SUPPLIED TEXT:
______

Russia's Medvedev does not rule out Iran sanctions

'Sanctions not very effective on the whole, but sometimes they are needed,' Kremlin head says. Tehran's nuclear energy chief says reached agreement with IAEA to set new framework for better cooperation, adding world powers could raise any question they wished at scheduled talks

Russian President Dmitry Medvedev said on Tuesday he did not rule out fresh sanctions against Iran over its nuclear program.

 

The Kremlin chief noted that it was not only the West which was concerned about Iran, but he said the international community needed to tread carefully when discussing any possible sanctions against the Islamic Republic. "Sanctions are not very effective on the whole, but sometimes you have to embark on sanctions," Medvedev told the Valdai discussion group of Russia experts in Moscow.

 

US President Barack Obama, who came into office pledging a policy of engagement toward Iran, has suggested Tehran may face harsher international sanctions if it does not accept good-faith talks by the end of September.

 

Iran last week turned over a package of proposals to world powers in which it said it was willing to address global nuclear disarmament and other international issues.

 

Russian Foreign Minister Sergei Lavrov last Thursday said the proposals could be a basis for negotiations.

 

But Lavrov said the United Nations Security Council would not support oil sanctions against Iran, the world's fifth-largest crude oil exporter and a major importer of gasoline.

 

Russia has a permanent seat on the council and the power of veto.

 

Also on Teusday, Iranian nuclear energy chief Ali Akbar Salehi said he had agreed new measures of cooperation with UN inspectors during talks on Tuesday with the director of the International Atomic Energy Agency.

______

Natural-language object grounding data:
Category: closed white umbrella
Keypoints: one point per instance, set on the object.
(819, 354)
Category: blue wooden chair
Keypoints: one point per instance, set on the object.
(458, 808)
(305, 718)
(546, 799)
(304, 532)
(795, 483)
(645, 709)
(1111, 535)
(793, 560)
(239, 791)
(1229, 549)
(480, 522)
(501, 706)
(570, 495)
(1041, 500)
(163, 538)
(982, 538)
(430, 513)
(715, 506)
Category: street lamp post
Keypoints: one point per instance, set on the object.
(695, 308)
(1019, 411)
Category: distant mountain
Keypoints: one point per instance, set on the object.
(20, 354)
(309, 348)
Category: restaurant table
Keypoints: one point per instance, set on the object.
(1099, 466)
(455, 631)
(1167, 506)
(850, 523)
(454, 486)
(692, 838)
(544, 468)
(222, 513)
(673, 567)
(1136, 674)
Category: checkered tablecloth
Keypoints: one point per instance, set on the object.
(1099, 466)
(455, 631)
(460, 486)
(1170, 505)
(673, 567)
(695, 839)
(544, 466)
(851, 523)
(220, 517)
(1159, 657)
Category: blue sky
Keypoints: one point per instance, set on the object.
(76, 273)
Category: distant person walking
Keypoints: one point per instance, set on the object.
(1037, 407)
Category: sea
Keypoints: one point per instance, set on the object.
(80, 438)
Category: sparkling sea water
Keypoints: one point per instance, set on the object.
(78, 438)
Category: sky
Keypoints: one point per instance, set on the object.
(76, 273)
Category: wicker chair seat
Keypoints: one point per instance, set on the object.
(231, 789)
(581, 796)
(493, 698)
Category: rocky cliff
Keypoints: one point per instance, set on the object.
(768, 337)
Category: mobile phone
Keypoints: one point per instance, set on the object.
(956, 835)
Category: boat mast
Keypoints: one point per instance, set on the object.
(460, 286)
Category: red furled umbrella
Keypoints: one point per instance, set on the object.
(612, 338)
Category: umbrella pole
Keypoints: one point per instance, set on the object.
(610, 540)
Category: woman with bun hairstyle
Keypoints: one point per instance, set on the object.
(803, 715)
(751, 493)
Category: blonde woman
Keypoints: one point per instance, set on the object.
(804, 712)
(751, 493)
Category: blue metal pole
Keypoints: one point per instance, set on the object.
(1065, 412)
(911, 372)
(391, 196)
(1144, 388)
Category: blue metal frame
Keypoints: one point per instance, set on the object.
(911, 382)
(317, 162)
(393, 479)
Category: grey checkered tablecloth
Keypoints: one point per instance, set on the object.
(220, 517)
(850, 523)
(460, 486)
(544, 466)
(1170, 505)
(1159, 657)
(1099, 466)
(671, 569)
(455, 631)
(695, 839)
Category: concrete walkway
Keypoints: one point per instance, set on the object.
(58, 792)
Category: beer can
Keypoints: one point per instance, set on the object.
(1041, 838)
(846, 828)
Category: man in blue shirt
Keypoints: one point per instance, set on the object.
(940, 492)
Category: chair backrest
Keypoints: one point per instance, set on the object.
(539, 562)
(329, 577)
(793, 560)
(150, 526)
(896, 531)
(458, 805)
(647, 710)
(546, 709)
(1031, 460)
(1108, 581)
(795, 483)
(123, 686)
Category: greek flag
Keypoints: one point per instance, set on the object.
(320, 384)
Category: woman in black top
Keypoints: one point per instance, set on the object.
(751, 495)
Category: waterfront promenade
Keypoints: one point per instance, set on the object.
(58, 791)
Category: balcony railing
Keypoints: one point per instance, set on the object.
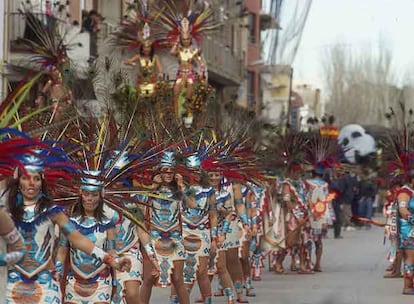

______

DESCRIPTION OF THE TASK:
In the news report on Iran sanctions, what kind of sanctions against Iran did Lavrov say the UN Security Council would not support? The material plays no part in the task.

OUTPUT OF THE TASK:
Oil sanctions.